▶ [SELECTED PASSAGE]
○ ○ ○ ○ ○ ○ ○
Cavern icon indicating copy to clipboard operation
Cavern copied to clipboard

Release the XD

Open VoidXH opened this issue 10 months ago • 2 comments

Cavern XD is an experimental technology to recover and/or substantially increase dynamic range in any content. The dynamic range compression in streaming movies have became such a severe issue that it's now mandatory to handle the release of this research with priority.

VoidXH avatar Feb 13 '25 10:02 VoidXH

This is very interesting and innovative, but it also seems quite complex, given that the mastering of cinema versions of films to Blu-ray versions (or even worse, Internet or TV versions) involves highly variable treatments in terms of dynamics, frequency, and spatialization. For example, in a cinema mix (DCP output), the LFE channel is rarely used. In some blockbusters, there are only a handful of LFE interventions throughout the entire film. However, during Blu-ray mastering, engineers tend to filter the bass from the LCR channels and partially inject it into the LFE, based on the assumption that most home studios have a woofer instead of a proper sub, and speakers that are closer to tweeters rather than true full-range speakers. The impact on dynamics is such that post-filtering compression by channel group reduces the bass dynamics independently of the dynamics of the rest of each channel group (from low-mids to highs). It seems complex to me to increase the dynamics of a Blu-ray mastering to get closer to the original cinema mix without being able to recognize which channel each bass component originally belonged to once they have been mixed into the mono LFE channel. With Atmos, and especially spatial coding, things become even more complex. Some software, like Fiedler Audio’s Mastering Console in standalone mode or HoRNet SAMP as a plug-in, now allow for Atmos mastering, handling objects along with beds for dynamic processing analysis and then applying treatments themselves, with side-chain possibilities. As a result, the variability and complexity of these treatments make reverse-processing even more challenging, due to the variable handling of beds and objects, the merging of spatial coding after mastering, the different side-chain possibilities, and multi-band compressors. Such an algorithm would require advanced AI capable of analyzing the entire film to propose an adaptive multi-expander solution. However, a simple expander as compensation could be risky, as it would be unable to distinguish between compression applied during Blu-ray mastering and the compression already present in the original cinema mix.

AntPradZT avatar Mar 08 '25 12:03 AntPradZT

You found out how it works, it is an AI, based on Spleeter technology. One that is specialized to separate intense effects from the rest. Cavern XD is basically separating the movie to a base and a spike track, mixing back the base at a lower gain.

VoidXH avatar Mar 08 '25 12:03 VoidXH

I am very interested in this, dynamic range is my largest problem with modern music.

jonahnm avatar May 17 '25 18:05 jonahnm

Have you thought of using any of the newer architectures, such as bs-roformer?

Jarfeh avatar Jun 09 '25 04:06 Jarfeh

Have you thought of using any of the newer architectures, such as bs-roformer?

Its API is not production ready.

VoidXH avatar Jun 09 '25 08:06 VoidXH

Moved to CavernPro repo.

VoidXH avatar Aug 19 '25 19:08 VoidXH

What's CavernPro? Some sort of paid product / private repo?

nift4 avatar Aug 22 '25 18:08 nift4

It will be an online service.

VoidXH avatar Aug 22 '25 18:08 VoidXH
○ ○ ○ ○ ○ ○ ○
▶ [INPUT RECORDS]
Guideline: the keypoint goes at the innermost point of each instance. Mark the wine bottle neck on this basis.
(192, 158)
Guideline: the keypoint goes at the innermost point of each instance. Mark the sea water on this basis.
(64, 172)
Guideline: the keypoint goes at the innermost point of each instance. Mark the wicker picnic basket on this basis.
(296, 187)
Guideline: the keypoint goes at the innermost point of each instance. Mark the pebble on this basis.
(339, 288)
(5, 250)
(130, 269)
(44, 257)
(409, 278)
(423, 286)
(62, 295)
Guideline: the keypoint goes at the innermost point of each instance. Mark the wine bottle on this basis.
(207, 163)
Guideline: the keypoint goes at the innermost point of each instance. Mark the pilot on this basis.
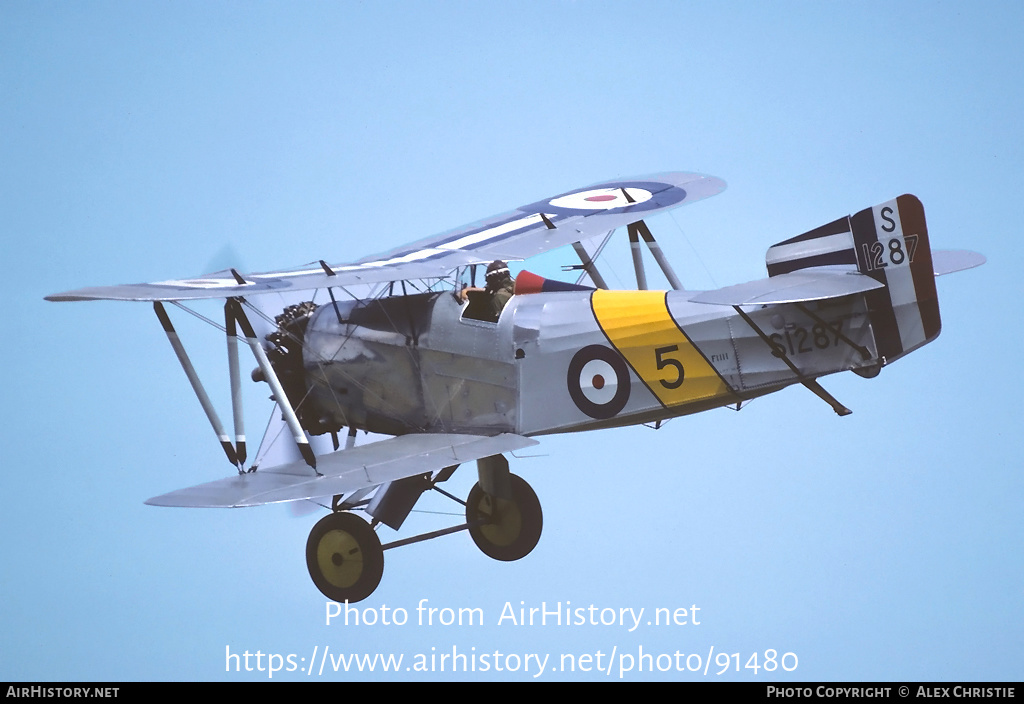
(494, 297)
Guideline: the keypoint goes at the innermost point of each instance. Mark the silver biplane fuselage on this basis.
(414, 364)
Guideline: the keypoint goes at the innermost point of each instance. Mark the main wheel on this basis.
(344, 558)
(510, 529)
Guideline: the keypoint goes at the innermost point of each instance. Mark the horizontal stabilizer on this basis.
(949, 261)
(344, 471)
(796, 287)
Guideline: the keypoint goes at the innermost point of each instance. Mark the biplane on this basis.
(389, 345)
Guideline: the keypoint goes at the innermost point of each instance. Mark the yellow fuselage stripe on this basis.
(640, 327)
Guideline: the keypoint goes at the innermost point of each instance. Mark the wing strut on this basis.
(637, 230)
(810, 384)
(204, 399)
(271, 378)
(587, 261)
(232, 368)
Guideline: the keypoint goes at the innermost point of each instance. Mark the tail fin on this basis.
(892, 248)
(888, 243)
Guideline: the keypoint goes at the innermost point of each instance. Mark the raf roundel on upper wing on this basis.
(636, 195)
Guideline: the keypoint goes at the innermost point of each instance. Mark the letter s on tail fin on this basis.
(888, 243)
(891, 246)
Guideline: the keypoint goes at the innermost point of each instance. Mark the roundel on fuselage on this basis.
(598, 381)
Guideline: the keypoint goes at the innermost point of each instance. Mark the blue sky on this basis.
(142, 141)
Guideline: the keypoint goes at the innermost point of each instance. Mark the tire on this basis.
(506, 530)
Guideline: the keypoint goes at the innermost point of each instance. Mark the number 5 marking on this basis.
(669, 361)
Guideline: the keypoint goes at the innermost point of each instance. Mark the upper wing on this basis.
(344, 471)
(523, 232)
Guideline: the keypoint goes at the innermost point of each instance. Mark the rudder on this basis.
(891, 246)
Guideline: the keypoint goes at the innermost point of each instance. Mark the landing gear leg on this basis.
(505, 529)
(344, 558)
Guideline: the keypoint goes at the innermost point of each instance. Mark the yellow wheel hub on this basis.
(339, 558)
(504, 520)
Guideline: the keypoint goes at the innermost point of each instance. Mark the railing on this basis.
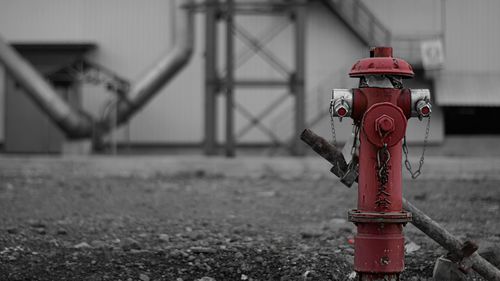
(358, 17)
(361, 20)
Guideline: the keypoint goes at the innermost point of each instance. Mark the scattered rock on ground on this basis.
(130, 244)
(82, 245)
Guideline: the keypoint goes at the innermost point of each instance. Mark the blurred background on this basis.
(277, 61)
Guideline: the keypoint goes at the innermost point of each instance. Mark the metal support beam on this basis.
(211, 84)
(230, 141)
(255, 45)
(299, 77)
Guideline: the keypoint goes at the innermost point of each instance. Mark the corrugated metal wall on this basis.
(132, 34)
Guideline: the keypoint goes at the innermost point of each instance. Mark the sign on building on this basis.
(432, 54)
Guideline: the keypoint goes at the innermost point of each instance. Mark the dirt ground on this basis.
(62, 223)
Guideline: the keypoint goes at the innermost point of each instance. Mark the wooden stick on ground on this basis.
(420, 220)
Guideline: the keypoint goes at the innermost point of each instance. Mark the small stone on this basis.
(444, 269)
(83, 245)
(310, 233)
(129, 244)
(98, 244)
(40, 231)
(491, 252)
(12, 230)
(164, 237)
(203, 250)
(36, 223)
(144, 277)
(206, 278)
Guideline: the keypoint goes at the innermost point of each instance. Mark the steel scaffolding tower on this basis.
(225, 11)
○ ○ ○ ○ ○ ○ ○
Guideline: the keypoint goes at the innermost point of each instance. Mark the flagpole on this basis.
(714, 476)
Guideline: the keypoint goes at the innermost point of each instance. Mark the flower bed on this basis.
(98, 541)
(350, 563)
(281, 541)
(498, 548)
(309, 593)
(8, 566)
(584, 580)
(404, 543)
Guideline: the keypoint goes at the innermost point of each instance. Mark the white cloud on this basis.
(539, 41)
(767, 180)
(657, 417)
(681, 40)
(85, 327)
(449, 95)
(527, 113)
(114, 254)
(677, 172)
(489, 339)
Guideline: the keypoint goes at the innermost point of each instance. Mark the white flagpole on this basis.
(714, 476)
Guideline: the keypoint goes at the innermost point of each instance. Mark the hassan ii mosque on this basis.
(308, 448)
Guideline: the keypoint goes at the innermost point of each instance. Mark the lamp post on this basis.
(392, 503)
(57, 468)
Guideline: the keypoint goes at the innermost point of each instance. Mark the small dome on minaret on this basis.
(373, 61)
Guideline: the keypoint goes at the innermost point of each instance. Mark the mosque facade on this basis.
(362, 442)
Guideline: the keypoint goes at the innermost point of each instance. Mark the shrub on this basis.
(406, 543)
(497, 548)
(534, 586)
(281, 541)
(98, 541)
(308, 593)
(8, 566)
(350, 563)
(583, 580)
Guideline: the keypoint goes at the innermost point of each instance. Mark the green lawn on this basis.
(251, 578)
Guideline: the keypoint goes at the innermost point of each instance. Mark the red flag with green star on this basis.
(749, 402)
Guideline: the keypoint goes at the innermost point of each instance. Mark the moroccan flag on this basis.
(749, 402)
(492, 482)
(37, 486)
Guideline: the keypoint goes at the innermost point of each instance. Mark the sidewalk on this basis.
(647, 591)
○ ○ ○ ○ ○ ○ ○
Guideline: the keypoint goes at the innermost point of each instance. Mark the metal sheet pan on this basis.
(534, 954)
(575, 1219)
○ ○ ○ ○ ○ ○ ○
▶ [WRITTEN INSTRUCTION 1]
According to the issue thread, which technology is the AI behind Cavern XD based on?
▶ [WRITTEN INSTRUCTION 2]
Collect every line of the rows that contains the string "fuselage", treating uppercase and lowercase as different.

▶ [RESULT 1]
It is based on Spleeter technology.

▶ [RESULT 2]
Guideline: the keypoint goes at the innermost point of each instance. Mark the silver biplane fuselage on this basis.
Guideline: the keypoint goes at the innermost point of each instance. Mark the yellow fuselage stripe on this basis.
Guideline: the keypoint goes at the innermost point of each instance. Mark the roundel on fuselage on this basis.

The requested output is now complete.